# [TEXT]
● ● ● ●
Darling Brew Extreme: A Tale of Brawn and Thorns
With four challenging routes and famous post-race craft beer, the Darling Brew Extreme MTB Challenge has become a popular race on the WC calendar. – By Aaron Borrill
Despite a host of other races taking place on the same day, nearly 1,900 riders lined up in the start chutes for DBX17. A bout of overnight rain meant it was cold and wet, but the aroma of fresh coffee as well as several fire drums ensured riders were kept warm and cosy before the start. While the pro turnout wasn’t as big as in previous years, there was still a formidable presence lining up in A batch for the start of the 75km Bone Crusher. With names such as Lourens Luus, Renay Groustra, Charles Keey and David Garrett, the substantial prize pot was always going to be hotly contested.
What’s special about DBX is that every year small adaptations are made to the route, so as not to bore riders with predictability. As a result, in 2017 riders could choose from four route options: the 75km Bone Crusher, 45km Long Claw, 30km Blood Serpent and 15km Slow Beer. Despite the cool weather, the rocky singletracks and thick sand en route would prove a challenge for even the most skilled riders – plus there was the small issue of thorns to contend with. But more on that later…
Back to the Bone Crusher. Oh yes– how could I forget? Every year it grows in distance, elevation gain and reputation. It’s one tough route. The first 45km are super-fast and this always seems to trick newbie riders into gassing it from the start, blissfully unaware of what torment lies in wait. See, I did this event last year (read 2016 race report here), and even from my limited experience I know it requires you to leave a little in reserve for the last 30km – which comprises around 900m of vertical ascent!
● ● ● ●
# [ENTRIES SUPPLIED]
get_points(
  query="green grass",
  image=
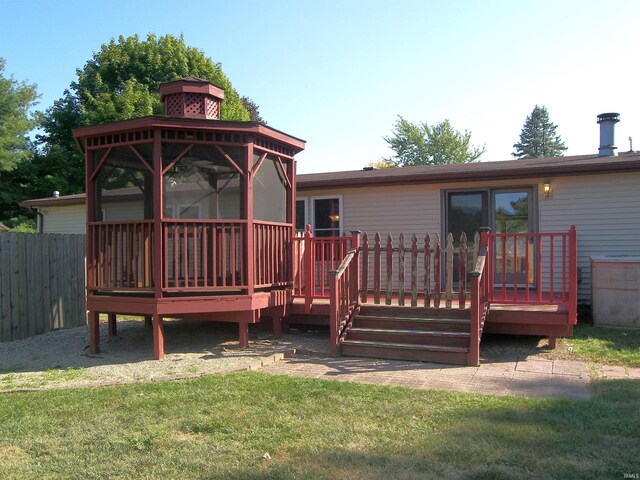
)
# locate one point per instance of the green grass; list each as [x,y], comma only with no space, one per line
[603,346]
[221,426]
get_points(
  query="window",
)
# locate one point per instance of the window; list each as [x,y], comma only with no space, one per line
[327,218]
[302,218]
● ● ● ●
# [COMPLETE THE FOLLOWING]
1) Reproduce the passage of the Darling Brew Extreme race report starting at "Darling Brew Extreme: A" and ending at "be hotly contested.".
2) Take the Darling Brew Extreme race report further, continuing on from its final sentence.

# [REPLIES]
1)
Darling Brew Extreme: A Tale of Brawn and Thorns
With four challenging routes and famous post-race craft beer, the Darling Brew Extreme MTB Challenge has become a popular race on the WC calendar. – By Aaron Borrill
Despite a host of other races taking place on the same day, nearly 1,900 riders lined up in the start chutes for DBX17. A bout of overnight rain meant it was cold and wet, but the aroma of fresh coffee as well as several fire drums ensured riders were kept warm and cosy before the start. While the pro turnout wasn’t as big as in previous years, there was still a formidable presence lining up in A batch for the start of the 75km Bone Crusher. With names such as Lourens Luus, Renay Groustra, Charles Keey and David Garrett, the substantial prize pot was always going to be hotly contested.

2)
The terrain was pretty rough. Corrugated and loose, it split up the group almost immediately. I felt for those poor souls on their hardtails – ouch. The first 20km forces riders to jostle with each other for a prime position heading into the singletrack. As a result the bunch was whittled down to around 20 riders before the tunnel near Wolwefontein, and again soon after, into three smaller groups of five. Owing to the nature of the topography and the many switchback descents and climbs of the superbly-crafted Wolvefontein tracks, the breakaway – read ‘ridiculously strong top five’ – was always in sight, taunting us (the chasing bunch) to ride harder and push a little more. In reality, however, they were long gone.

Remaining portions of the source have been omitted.